_Work to be completed_
Each line in these records that contains "single" counts once. Give the number only.

_Task data_
=== Section Start ===

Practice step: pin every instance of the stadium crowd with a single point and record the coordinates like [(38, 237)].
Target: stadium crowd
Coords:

=== Section End ===
=== Section Start ===

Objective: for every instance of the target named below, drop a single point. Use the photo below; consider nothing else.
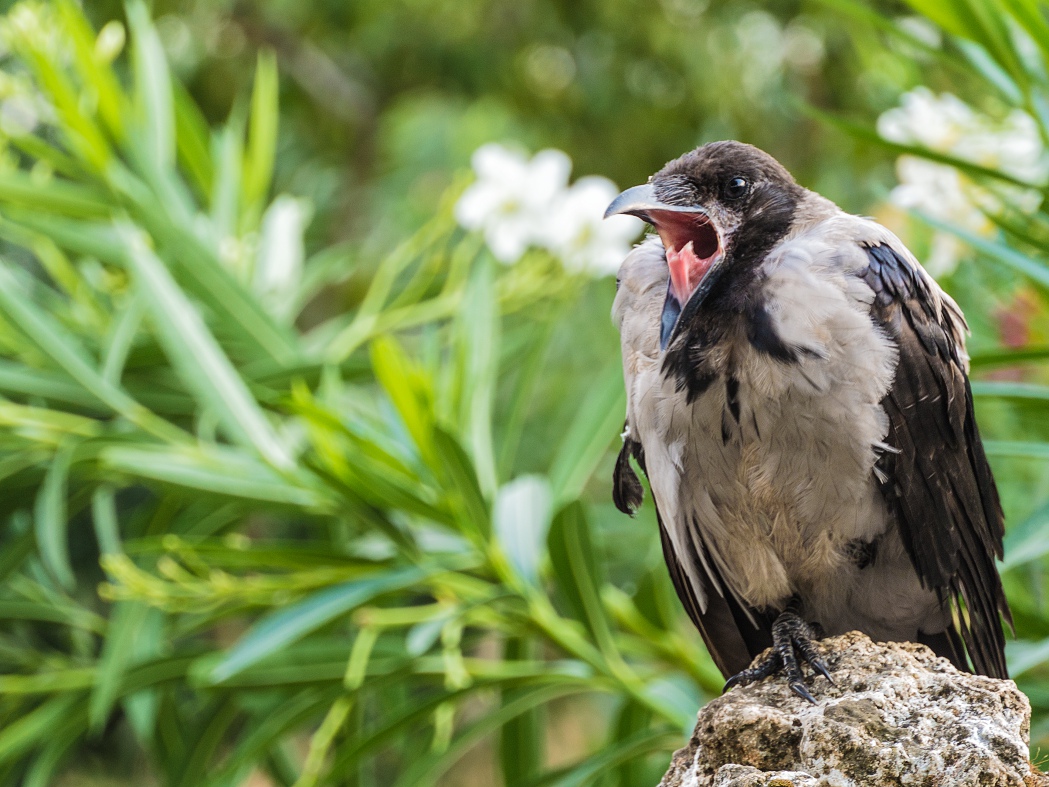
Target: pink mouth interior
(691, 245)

=== Section End ===

_Exercise result_
2